== Testo di lettura ==
-.-.-
“Adesso è prioritario catturare l’evaso”, denuncia Donato Capece, segretario generale del SAPPE: “Ma la grave vicenda porta alla luce le priorità della sicurezza (spesso trascurate) con cui quotidianamente hanno a che fare le donne e gli uomini della Polizia Penitenziaria del carcere”. Capece punta il dito contro alcune riforme del passato che hanno destabilizzato il sistema e destrutturato la sicurezza nelle carceri.
“In primo luogo, lo smantellamento della sanità penitenziaria che consentiva una gestione “interna”, attraverso convenzioni stipulate tra amministrazione e medici, i quali garantivano una presenza costante e avevano una conoscenza dell’utenza che era fondamentale per una corretta e più adeguata gestione. Aver ricondotto tutto sotto la gestione della sanità pubblica e delle AUSL ha determinato notevoli disservizi e incapacità di avere una adeguata gestione interna”, spiega.
-.-.-
== Materiale del dataset ==
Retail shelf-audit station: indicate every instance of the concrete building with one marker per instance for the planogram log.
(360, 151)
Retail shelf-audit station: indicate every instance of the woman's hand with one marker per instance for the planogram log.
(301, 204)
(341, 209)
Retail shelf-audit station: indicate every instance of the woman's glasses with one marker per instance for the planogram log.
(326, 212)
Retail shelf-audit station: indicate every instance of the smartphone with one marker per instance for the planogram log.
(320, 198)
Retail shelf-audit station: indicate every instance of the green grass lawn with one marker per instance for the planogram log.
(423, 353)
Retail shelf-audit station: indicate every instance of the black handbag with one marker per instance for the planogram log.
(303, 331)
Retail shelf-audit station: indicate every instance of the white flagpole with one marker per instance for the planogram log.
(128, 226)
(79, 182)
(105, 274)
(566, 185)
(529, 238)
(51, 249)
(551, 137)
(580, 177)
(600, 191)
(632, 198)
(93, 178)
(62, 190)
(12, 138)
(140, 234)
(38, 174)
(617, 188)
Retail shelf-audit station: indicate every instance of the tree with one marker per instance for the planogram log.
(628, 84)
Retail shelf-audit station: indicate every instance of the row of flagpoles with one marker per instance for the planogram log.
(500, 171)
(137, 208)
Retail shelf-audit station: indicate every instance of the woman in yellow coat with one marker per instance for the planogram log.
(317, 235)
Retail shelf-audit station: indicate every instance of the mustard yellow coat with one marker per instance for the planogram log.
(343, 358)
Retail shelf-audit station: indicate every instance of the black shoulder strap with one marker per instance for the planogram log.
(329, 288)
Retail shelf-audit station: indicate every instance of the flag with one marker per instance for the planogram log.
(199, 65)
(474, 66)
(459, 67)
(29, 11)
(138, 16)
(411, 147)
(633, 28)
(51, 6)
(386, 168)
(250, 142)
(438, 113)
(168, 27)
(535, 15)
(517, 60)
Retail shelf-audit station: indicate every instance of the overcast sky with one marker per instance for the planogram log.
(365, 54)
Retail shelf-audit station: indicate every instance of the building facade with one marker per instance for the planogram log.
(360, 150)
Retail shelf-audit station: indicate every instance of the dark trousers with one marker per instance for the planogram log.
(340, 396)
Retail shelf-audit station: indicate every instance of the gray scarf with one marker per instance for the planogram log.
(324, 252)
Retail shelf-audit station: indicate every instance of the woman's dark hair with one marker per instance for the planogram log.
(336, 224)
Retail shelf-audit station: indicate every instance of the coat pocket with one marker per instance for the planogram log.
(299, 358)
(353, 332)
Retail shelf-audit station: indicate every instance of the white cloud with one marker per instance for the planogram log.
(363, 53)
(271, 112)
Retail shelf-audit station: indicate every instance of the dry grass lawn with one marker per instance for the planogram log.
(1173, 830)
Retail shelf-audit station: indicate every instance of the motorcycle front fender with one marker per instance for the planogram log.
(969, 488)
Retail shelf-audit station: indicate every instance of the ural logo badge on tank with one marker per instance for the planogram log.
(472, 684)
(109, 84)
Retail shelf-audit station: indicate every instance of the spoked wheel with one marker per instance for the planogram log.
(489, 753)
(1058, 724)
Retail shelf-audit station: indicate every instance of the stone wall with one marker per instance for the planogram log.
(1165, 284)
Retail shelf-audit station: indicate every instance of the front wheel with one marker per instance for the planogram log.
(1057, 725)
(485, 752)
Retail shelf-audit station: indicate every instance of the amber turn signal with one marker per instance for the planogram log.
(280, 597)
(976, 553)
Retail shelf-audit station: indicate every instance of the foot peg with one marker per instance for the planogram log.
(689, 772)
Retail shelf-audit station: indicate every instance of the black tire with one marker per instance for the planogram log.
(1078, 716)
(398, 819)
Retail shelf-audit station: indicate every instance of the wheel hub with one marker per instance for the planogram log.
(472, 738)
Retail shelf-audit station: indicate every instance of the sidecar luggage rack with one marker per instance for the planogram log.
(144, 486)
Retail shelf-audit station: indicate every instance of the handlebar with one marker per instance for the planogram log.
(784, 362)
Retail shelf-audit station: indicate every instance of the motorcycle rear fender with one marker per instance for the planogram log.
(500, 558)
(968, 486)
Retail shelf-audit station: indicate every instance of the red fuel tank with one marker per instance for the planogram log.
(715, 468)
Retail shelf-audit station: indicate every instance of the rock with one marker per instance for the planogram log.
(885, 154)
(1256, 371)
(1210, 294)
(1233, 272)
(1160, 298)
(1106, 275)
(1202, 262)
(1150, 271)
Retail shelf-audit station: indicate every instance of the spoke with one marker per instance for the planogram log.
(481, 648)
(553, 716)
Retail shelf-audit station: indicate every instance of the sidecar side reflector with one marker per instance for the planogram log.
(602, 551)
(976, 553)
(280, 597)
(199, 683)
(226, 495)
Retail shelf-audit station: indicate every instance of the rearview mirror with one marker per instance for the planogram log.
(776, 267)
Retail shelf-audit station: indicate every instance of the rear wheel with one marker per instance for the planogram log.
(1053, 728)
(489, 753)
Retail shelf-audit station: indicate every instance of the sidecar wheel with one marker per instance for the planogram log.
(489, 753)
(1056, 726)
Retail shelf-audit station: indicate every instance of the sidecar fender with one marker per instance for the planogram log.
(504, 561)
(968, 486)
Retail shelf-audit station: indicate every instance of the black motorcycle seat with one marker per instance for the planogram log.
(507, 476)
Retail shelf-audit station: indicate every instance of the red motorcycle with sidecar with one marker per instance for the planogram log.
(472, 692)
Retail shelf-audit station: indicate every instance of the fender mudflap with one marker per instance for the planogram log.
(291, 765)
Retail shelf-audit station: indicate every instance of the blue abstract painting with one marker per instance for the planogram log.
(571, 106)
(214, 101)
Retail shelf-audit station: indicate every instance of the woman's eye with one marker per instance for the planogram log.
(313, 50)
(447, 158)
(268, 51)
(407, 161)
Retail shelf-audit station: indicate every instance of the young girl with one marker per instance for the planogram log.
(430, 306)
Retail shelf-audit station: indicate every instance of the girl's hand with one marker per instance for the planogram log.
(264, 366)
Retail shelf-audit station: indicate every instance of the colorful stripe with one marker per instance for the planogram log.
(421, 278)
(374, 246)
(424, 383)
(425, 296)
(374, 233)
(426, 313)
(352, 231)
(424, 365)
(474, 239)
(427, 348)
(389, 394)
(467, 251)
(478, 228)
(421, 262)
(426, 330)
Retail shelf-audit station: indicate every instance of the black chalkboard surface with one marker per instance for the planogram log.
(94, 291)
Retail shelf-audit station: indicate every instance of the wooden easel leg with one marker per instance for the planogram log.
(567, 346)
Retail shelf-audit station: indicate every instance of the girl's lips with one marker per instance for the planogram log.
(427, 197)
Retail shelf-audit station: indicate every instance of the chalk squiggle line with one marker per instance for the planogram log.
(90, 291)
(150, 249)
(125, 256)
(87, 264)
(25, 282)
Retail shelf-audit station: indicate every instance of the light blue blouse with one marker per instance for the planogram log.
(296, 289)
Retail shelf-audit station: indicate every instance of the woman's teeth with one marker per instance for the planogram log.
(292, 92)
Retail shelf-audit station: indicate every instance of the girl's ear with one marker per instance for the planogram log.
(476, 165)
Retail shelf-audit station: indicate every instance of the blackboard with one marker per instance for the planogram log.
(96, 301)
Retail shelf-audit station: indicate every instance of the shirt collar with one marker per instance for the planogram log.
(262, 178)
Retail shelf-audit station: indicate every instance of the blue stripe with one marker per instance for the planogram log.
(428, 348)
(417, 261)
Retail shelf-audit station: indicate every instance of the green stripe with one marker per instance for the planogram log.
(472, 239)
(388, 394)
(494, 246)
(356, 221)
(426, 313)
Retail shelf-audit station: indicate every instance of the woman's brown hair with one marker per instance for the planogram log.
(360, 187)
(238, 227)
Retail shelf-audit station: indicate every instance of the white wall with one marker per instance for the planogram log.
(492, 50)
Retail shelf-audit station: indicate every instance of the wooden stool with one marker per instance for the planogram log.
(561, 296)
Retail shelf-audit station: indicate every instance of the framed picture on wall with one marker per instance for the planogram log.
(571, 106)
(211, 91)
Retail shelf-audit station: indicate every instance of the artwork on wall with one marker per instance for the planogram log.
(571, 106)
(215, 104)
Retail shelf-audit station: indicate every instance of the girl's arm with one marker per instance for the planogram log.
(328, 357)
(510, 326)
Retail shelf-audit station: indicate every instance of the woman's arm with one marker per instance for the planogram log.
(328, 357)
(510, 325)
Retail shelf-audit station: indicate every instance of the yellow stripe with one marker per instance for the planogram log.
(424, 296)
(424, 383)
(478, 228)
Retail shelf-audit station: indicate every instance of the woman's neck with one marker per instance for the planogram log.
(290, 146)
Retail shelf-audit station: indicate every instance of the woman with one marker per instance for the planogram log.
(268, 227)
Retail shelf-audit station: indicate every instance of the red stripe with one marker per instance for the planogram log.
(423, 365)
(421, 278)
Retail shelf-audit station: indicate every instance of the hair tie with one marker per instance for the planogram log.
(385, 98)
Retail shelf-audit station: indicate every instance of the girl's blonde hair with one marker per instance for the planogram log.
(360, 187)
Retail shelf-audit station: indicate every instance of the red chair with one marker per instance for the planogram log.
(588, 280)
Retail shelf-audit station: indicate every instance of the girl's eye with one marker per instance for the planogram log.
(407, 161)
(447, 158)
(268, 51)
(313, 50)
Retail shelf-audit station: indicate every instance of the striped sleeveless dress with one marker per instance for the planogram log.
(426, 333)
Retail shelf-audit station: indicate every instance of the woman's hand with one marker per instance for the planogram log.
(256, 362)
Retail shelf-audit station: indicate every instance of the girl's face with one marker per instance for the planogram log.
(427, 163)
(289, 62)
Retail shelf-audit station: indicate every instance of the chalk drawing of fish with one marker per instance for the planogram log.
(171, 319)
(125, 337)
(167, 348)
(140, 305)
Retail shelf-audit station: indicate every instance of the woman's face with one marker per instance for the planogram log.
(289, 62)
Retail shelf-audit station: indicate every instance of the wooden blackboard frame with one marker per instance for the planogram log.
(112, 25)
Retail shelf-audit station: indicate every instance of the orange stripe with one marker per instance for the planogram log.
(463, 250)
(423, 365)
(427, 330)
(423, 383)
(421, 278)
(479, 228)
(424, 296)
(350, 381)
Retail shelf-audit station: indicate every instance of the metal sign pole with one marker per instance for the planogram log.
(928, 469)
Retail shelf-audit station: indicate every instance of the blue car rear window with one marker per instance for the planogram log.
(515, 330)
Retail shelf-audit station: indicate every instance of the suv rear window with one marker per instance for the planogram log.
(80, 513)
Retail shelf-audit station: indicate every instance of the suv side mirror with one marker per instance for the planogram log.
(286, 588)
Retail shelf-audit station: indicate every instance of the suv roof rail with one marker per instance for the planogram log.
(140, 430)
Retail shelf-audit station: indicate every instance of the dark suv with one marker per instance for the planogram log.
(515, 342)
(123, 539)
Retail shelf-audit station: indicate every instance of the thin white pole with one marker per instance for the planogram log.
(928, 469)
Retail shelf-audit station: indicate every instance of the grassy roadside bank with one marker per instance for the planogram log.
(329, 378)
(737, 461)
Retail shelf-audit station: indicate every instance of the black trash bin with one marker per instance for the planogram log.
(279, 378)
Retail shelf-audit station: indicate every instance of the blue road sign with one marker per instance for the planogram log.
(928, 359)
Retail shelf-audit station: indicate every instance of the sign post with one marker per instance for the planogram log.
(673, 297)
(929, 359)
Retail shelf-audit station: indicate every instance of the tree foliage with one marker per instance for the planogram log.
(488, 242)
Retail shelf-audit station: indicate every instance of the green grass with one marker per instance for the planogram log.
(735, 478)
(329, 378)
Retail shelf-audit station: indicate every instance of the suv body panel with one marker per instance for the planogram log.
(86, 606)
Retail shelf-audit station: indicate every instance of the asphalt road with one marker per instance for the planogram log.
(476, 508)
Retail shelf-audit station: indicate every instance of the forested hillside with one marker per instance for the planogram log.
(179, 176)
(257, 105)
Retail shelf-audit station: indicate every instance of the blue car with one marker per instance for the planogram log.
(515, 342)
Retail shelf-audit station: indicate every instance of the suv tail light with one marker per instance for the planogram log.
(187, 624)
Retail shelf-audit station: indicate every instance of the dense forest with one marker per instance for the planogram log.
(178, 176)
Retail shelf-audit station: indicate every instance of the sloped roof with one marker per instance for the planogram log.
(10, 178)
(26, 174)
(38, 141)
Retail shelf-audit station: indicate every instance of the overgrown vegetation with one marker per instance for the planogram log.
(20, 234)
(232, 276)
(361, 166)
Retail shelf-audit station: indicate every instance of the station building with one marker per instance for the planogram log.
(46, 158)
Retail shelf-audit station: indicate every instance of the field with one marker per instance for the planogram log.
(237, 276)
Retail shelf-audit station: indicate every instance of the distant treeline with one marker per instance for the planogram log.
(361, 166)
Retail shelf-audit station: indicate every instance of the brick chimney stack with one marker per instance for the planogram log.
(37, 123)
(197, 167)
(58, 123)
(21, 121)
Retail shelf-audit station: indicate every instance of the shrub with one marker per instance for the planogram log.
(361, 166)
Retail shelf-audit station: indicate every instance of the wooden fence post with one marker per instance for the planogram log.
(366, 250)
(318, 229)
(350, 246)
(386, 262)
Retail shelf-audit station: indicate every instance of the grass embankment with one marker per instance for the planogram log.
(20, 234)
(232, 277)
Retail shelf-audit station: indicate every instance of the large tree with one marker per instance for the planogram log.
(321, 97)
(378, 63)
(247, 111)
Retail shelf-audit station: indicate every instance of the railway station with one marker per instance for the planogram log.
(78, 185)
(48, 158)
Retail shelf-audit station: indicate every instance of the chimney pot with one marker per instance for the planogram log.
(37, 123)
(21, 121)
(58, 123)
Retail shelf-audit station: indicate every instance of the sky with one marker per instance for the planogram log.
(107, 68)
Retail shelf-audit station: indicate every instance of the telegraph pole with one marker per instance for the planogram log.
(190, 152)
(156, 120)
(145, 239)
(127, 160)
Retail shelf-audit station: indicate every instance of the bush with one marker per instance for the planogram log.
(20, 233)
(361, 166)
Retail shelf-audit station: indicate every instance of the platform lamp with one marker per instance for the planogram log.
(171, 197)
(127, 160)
-.-.-
== Domande ==
A: Rispondi a queste domande sul testo sulle carceri:
(i) Quale incarico ricopre Donato Capece?
(ii) Che cosa è prioritario adesso, secondo Capece?
(iii) Sotto quale gestione è stata ricondotta la sanità penitenziaria?
B: Elenca tutti gli enti e i corpi che il testo sulle carceri indica con un nome proprio o una sigla.
C: Per favore, prosegui il testo sulle carceri a partire dalla sua ultima frase.

== Risposte fornite ==
A:
(i) Segretario generale del SAPPE.
(ii) Catturare l'evaso.
(iii) Sotto la gestione della sanità pubblica e delle AUSL.

B: SAPPE, Polizia Penitenziaria, AUSL

C:
“Poi”, prosegue Capece, “la chiusura degli Ospedali Psichiatrici Giudiziari, OPG, con una approssimativa istituzione delle REMS, i cui posti sono assolutamente insufficienti e, anche laddove ci sono, se si tratta di malati molto gravi, nessuno se ne vuole far carico. Inoltre, le REMS, accogliendo solo i prosciolti per infermità totale, o coloro nei quali l’infermità è sopravvenuta, lascia fuori tutta una serie di situazioni border line che prima, anche se per alcuni periodi, venivano curate negli OPG. Oggi, tutto questo disagio rimane in carcere, nelle sezioni detentive, sulle spalle del poliziotto penitenziario”.
Da quì l’appello del SAPPE per una revisione della legislazione penitenziaria sulla gestione dei detenuti psichiatrici e degli internati e della sanità penitenziaria più in generale.